- Exercise instructions -
Rewrite the lines from the one that has "the white stripe" through the one that has "(1253, 152)", requests included, and shift each coordinate in the answers by -146. Leave the sample points in the requests unchanged.
-- START OF Supplied data --
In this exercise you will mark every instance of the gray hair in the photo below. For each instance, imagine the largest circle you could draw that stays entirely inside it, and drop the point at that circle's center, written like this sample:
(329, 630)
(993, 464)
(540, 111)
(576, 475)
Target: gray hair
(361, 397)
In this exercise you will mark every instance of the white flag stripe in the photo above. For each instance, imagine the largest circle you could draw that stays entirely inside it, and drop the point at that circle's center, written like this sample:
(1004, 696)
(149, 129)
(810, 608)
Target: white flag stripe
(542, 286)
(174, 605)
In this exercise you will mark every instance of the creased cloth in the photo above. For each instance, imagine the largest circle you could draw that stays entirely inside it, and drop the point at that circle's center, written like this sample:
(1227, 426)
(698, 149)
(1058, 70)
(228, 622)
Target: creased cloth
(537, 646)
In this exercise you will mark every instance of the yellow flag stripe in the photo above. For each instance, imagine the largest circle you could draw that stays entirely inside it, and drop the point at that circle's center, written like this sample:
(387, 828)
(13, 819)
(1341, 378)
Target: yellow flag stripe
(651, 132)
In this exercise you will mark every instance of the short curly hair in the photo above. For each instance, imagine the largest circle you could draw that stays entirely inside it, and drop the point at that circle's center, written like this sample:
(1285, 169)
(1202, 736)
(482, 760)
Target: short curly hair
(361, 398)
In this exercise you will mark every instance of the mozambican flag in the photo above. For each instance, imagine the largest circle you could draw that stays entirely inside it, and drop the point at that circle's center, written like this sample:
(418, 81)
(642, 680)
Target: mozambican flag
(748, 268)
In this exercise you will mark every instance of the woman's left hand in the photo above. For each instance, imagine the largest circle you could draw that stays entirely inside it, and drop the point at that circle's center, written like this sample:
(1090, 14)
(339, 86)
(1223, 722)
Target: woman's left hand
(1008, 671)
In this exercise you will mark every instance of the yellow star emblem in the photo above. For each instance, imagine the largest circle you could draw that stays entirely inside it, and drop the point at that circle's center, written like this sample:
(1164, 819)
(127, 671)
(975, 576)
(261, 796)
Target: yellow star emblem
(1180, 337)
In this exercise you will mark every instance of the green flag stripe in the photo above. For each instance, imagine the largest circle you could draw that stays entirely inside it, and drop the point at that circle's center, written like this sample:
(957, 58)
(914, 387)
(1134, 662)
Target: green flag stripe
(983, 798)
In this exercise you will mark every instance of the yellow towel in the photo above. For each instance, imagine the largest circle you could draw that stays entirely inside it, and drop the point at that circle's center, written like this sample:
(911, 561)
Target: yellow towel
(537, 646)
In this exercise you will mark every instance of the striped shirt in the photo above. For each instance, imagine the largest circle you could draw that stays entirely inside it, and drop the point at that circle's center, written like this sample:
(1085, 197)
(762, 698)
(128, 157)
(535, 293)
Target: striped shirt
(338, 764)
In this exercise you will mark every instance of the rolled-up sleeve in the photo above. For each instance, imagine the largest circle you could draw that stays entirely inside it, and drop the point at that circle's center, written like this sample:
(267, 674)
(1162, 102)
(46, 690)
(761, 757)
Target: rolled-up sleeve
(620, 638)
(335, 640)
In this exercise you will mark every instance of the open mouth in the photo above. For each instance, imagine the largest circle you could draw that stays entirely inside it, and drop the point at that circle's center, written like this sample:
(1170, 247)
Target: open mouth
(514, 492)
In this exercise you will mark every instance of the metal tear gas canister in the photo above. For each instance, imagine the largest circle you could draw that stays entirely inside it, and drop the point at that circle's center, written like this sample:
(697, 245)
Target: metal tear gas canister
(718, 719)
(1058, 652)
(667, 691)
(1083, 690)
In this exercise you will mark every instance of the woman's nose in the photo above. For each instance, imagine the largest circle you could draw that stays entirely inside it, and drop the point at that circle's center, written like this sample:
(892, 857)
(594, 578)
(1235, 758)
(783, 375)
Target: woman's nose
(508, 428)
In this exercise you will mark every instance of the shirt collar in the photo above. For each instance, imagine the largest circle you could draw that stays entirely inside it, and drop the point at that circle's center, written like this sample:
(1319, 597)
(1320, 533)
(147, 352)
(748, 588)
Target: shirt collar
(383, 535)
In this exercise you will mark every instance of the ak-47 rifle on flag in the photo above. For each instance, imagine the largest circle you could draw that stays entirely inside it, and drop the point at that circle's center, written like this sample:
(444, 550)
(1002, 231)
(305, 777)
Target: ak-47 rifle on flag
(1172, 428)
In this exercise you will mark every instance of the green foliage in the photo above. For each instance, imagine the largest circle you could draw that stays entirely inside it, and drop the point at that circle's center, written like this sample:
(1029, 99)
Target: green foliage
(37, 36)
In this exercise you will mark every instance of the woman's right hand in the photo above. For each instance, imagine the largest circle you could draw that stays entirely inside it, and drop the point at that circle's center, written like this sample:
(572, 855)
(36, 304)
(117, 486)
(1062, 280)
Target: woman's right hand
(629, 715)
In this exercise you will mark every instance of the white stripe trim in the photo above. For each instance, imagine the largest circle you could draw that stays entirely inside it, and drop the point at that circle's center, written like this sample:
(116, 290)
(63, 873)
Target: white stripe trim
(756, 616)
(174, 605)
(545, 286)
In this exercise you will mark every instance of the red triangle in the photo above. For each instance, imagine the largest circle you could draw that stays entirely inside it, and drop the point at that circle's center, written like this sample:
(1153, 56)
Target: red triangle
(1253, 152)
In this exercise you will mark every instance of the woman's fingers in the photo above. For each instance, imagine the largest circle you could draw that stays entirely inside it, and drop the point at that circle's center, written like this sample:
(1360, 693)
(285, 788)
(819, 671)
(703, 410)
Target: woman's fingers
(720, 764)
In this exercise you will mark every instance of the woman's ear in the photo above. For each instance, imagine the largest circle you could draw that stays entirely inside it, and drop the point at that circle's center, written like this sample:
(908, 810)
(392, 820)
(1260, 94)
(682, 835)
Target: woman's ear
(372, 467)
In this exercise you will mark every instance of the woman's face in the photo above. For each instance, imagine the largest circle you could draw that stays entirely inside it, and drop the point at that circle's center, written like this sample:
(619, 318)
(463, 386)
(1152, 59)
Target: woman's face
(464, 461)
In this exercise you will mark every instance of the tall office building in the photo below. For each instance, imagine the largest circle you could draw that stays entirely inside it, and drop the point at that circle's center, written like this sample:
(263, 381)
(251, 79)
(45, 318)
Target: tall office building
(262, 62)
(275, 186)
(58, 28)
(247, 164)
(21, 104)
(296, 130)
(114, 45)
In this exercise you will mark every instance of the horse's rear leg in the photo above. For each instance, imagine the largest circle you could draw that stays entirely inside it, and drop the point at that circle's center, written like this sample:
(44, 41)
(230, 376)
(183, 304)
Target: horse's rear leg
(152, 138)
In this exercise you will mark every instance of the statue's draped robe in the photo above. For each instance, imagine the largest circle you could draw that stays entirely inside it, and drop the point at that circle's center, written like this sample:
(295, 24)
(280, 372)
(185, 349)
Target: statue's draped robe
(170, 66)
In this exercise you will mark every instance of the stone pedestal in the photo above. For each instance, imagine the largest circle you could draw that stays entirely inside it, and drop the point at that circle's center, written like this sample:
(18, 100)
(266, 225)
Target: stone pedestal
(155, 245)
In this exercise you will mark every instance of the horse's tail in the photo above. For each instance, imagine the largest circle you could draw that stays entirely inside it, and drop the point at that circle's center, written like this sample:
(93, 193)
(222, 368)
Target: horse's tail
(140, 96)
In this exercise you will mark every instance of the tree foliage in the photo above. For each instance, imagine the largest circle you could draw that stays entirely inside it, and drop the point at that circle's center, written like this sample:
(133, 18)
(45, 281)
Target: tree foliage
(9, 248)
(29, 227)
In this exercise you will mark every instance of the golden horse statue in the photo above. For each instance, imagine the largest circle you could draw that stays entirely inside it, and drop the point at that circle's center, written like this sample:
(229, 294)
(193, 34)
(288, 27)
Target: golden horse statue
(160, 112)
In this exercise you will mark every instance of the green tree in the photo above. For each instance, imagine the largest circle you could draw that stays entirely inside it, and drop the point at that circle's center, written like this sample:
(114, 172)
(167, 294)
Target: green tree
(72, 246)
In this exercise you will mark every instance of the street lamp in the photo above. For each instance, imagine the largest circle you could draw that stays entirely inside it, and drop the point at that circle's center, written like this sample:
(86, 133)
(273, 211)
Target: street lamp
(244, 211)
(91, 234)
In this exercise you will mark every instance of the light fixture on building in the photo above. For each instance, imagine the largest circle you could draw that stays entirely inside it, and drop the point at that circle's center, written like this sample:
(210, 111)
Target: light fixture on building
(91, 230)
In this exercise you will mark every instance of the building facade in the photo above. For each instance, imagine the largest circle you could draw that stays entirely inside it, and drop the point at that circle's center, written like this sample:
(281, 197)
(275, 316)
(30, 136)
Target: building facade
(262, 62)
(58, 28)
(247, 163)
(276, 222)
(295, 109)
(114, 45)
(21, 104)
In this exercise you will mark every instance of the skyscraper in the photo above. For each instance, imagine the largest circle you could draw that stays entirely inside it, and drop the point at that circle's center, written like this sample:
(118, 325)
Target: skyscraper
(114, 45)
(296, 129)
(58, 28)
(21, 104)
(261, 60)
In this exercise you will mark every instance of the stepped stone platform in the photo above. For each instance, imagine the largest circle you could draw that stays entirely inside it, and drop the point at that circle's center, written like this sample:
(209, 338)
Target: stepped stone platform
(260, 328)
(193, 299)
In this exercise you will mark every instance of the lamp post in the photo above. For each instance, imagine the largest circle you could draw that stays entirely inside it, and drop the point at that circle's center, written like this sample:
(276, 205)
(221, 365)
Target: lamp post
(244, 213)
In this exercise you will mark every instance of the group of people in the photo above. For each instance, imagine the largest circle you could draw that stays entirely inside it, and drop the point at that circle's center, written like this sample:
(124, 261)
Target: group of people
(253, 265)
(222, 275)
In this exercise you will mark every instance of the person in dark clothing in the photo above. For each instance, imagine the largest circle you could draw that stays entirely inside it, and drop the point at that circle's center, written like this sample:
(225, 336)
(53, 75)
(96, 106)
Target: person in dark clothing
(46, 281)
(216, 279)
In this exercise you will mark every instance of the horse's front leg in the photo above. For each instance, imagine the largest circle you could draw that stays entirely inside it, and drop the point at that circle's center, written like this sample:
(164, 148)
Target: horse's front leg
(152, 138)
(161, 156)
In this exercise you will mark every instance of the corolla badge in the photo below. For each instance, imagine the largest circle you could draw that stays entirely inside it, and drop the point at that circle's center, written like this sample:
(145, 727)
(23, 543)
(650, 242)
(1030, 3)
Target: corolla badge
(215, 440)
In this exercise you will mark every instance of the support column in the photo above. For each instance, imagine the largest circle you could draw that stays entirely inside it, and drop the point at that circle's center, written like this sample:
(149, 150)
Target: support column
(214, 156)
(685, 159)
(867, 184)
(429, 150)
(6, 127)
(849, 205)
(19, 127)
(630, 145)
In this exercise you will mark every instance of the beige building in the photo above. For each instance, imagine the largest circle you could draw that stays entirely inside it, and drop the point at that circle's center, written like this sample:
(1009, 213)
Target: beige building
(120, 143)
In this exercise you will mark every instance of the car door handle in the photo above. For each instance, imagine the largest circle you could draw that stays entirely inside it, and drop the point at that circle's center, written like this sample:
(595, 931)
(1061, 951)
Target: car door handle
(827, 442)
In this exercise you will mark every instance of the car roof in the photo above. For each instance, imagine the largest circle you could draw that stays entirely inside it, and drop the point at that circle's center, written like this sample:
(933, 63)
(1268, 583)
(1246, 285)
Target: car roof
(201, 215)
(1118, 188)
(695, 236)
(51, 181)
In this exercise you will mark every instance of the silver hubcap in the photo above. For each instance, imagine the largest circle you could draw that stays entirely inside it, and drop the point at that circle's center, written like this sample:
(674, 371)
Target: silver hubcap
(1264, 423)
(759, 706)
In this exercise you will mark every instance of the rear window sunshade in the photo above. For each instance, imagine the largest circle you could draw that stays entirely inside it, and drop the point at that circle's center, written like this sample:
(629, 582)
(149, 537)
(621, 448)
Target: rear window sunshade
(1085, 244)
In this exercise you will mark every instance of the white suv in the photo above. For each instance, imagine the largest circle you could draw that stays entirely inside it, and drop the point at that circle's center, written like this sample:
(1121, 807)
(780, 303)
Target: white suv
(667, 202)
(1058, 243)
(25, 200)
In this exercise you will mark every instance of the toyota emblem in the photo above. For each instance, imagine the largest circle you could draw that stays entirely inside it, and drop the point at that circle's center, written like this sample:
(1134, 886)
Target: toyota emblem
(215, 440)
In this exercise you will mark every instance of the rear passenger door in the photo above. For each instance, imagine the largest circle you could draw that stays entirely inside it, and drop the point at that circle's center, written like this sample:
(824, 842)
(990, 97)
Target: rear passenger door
-- END OF Supplied data --
- The solution -
In this exercise you will mark every instance of the white stripe trim in the photo above. For each instance, imagine the largest circle you could draw that stays entirely inside it, and drop the point at that circle's center, written like this sample:
(116, 290)
(63, 873)
Target: white stripe trim
(610, 470)
(28, 459)
(399, 140)
In this exercise you will mark every instance of the red triangle in the photo above. For each instance, imagine the largest circle you could draw that stays entirely inside it, and drop the point at that circle's center, written like this sample:
(1153, 56)
Target: red triangle
(1107, 6)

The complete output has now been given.